OBIETTIVO = Continua il brano sul potere della psiche nel plasmare la realtà, ripartendo subito dopo la sua ultima frase.

----- ESTRATTO SELEZIONATO

Prima di liquidare tali esperienze psichiche come fantasie prive di fondamento, dovute esclusivamente al bisogno di lenire il dolore umano per la perdita di una persona cara, è bene ricordare come la psiche sia dotata di un innegabile potere nel definire e nel plasmare la realtà: mentre nel caso della dimensione fisica del nostro mondo il potere della psiche umana deve confrontarsi con eventi ambientali naturali dotati di una loro realtà oggettiva, che influenzano anche le nostre reazioni psichiche, in una dimensione diversa il potere della psiche nel determinare la realtà potrebbe essere molto più accentuato. Come abbiamo già osservato, la psiche umana – elaborata attraverso le sintonie collettive determinate dalle interazioni tra un elevato numero di cervelli – è stata in grado di intervenire anche sull'ambiente naturale del nostro pianeta, modificandolo sensibilmente, e si impegna alacremente  nella ricerca delle conoscenze necessarie per controllare il nostro organismo. Dunque anche la realtà di questo mondo è determinata in gran parte dalla psiche, e ciò che noi definiamo come oggettivamente reale è tale in quanto viene normalmente condiviso da un numero consistente e fortemente maggioritario di esseri umani. Ciò che viene percepito come soggettivamente reale, se non può essere confermato da altre persone resta confinato nell'ambito delle esperienze personali non oggettivamente verificabili, ma se viene negato dagli altri viene definito come allucinazione, con l'implicazione di un funzionamento anomalo del nostro sistema percettivo ed interpretativo. In un'altra dimensione, tuttavia, una realtà psichica di tipo diverso potrebbe essere meno esigente in termini di consenso collettivo, adeguandosi più agevolmente a quelle che l'io cosciente percepisce come le sue più autentiche e significative aspirazioni.

----------
----- ESTRATTI DELLE RIGHE

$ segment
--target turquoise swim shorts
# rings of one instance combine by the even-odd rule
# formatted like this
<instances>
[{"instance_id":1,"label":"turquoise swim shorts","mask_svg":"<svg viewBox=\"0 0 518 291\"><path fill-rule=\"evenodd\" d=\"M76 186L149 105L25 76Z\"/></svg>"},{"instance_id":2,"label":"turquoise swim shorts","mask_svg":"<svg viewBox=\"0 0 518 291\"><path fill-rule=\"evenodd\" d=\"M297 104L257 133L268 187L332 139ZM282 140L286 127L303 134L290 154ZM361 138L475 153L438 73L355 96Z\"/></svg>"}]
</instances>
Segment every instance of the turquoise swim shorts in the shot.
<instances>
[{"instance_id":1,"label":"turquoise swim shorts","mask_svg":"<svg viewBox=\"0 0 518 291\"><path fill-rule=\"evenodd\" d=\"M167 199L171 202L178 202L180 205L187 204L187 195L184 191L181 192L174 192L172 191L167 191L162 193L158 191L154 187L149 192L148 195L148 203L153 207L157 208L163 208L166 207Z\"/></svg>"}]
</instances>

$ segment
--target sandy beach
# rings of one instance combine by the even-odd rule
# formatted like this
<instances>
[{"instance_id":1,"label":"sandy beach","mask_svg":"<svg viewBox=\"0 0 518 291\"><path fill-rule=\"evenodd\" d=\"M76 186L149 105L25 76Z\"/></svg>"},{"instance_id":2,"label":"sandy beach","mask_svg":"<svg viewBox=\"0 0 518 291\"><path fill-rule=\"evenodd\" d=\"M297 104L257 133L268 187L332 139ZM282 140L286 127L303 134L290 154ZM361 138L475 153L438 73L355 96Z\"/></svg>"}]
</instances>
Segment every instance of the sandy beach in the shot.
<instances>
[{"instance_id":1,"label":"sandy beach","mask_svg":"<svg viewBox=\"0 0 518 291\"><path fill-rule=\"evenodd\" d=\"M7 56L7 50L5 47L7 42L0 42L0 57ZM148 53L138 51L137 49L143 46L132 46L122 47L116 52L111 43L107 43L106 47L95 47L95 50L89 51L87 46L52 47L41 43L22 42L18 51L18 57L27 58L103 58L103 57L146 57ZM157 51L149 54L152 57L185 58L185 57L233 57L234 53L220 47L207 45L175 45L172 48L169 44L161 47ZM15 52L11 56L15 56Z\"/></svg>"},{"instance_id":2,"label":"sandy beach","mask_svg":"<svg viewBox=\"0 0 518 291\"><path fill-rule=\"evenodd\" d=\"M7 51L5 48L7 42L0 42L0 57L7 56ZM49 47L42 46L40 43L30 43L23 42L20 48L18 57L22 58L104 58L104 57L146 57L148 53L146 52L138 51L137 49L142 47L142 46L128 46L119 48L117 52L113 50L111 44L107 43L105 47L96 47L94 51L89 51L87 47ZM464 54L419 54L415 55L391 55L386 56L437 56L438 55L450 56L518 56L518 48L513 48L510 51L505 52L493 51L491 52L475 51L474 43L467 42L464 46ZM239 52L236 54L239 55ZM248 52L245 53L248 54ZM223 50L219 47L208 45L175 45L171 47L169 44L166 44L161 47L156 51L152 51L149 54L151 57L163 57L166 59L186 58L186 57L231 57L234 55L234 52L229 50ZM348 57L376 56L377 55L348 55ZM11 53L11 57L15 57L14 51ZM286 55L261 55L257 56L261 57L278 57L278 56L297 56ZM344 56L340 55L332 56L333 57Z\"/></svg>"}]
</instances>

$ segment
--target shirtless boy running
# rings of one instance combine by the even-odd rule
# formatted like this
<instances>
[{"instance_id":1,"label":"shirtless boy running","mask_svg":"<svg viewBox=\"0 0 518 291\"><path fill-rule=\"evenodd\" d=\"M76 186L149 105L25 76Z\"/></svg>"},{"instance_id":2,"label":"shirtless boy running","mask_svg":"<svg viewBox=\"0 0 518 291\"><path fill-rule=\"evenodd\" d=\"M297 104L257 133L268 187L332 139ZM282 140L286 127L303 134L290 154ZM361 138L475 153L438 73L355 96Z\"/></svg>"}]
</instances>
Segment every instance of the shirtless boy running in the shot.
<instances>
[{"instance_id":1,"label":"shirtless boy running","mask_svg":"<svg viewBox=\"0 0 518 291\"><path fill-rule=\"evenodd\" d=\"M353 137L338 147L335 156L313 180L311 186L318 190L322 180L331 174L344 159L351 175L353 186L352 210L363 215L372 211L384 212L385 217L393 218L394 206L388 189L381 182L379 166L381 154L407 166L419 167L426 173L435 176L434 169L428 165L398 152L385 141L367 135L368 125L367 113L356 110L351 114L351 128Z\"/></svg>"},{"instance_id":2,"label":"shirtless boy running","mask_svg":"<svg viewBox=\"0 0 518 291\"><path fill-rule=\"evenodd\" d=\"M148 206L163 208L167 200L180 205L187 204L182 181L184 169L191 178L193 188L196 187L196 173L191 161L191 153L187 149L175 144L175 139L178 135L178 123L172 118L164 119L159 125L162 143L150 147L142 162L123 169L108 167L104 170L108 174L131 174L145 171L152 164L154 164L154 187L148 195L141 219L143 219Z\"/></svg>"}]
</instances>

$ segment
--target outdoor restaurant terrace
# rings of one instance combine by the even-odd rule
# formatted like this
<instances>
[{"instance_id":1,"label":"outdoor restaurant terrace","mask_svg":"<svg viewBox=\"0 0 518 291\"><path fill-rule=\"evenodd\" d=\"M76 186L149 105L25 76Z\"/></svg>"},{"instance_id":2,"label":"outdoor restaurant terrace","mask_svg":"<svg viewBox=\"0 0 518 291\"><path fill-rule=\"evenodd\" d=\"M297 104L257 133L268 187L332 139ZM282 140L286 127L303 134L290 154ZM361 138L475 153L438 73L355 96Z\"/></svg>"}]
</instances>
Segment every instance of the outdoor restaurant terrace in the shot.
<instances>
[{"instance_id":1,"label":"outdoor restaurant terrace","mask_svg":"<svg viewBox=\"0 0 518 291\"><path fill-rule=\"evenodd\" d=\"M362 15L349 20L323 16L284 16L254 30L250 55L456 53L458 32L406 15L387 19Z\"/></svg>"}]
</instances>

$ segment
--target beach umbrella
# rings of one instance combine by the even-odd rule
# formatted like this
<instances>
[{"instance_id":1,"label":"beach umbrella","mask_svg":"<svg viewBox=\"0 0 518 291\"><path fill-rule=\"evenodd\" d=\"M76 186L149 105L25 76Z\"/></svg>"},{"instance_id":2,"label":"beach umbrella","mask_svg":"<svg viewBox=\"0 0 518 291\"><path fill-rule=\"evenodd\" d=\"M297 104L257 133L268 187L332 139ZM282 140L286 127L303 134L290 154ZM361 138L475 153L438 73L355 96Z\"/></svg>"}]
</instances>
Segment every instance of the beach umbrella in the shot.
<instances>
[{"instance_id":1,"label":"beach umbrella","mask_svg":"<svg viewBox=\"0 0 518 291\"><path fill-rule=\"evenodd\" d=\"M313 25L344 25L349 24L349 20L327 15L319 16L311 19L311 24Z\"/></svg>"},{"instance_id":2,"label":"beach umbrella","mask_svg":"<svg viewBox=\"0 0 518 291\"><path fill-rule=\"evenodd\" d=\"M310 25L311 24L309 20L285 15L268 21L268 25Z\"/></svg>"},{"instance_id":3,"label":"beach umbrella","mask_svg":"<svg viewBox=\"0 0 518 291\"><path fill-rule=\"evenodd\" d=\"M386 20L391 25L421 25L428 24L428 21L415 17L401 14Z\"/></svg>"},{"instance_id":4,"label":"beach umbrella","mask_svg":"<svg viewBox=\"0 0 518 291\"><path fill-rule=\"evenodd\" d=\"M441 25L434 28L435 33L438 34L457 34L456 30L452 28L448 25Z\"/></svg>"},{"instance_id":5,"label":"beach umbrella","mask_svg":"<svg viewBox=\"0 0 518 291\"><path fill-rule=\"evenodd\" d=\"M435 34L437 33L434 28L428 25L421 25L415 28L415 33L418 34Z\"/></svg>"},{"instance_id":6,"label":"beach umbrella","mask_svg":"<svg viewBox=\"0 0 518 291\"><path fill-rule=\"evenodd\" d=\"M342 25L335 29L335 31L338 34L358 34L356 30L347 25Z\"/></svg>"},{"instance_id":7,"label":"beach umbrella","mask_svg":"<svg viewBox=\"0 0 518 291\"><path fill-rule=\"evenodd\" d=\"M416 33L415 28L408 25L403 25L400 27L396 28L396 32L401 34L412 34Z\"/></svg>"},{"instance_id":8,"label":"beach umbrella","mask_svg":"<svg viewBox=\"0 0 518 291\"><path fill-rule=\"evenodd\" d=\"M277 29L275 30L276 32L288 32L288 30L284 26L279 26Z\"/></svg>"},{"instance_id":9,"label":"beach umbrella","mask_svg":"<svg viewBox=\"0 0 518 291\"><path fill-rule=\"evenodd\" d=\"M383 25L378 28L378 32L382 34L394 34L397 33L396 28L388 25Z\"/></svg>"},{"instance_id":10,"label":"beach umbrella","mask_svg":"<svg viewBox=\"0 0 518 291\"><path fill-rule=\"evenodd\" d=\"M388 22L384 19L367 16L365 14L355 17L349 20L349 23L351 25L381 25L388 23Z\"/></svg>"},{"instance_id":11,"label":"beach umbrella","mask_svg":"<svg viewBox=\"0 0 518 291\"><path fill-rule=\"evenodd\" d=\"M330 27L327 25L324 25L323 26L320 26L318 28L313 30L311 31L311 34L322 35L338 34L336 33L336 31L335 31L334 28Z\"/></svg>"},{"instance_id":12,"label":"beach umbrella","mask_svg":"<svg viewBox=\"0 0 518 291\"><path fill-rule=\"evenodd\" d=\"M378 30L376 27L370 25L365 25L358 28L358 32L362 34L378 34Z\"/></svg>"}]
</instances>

----------

RISPOSTA ALL'ESERCIZIO =
Una condizione nella quale una forma di realtà non dipendente dal consenso collettivo può essere sperimentata – anche se per un limitato periodo di tempo – da ognuno di noi, è rappresentata dai sogni, che hanno una durata limitata e si interrompono quando l'io cosciente fa ritorno alla realtà ordinaria dello stato di veglia. Sebbene nei sogni ordinari lo stato di percezione della realtà da parte dell'io onirico sia di qualità inferiore rispetto alla realtà percepita nello stato di veglia, abbiamo visto nella pagina dedicata ai sogni lucidi ed ai sogni coscienti come talvolta il livello di percezione della realtà onirica sia indistinguibile da quello della realtà ordinaria. Un aspetto interessante dei sogni è che in essi intervengono spesso diversi attori, oltre all'io, ognuno dei quali sembra dotato di una propria autonomia che può benissimo non conformarsi alle aspettative dell'io: come ognuno può constatare, i sogni non sono sempre piacevoli ed appaganti, ma possono comportare dinamiche ed interazioni assai complesse, nelle quali l'io onirico viene coinvolto, non di rado con un'intensa partecipazione emotiva. Altre esperienze che possono determinare nell'io la percezione di una realtà del tutto indistinguibile da quella ordinaria – seppure del tutto soggettiva, almeno se considerata dal punto di vista della nostra dimensione umana – sono le NDE, alcuni esempi della quali sono riportate in questo sito nella sezione ad esse dedicata. In vari casi gli eventi sperimentati dall'io e le personificazioni con cui esso interagiva sono stati descritti come più reali rispetto alla stessa realtà ordinaria del nostro stato di veglia. Dunque la possibilità di sperimentare una realtà soggettiva del tutto indistinguibile dalla realtà oggettiva alla quale ci siamo abituati nel corso della nostra vita umana è confermata da molte esperienze già accertate nella dimensione psichica in cui viviamo adesso. Il problema che resta da prendere in considerazione è quello relativo allo strumento mediante il quale l'una o l'altra forma di realtà psichica viene sperimentata dall'io cosciente.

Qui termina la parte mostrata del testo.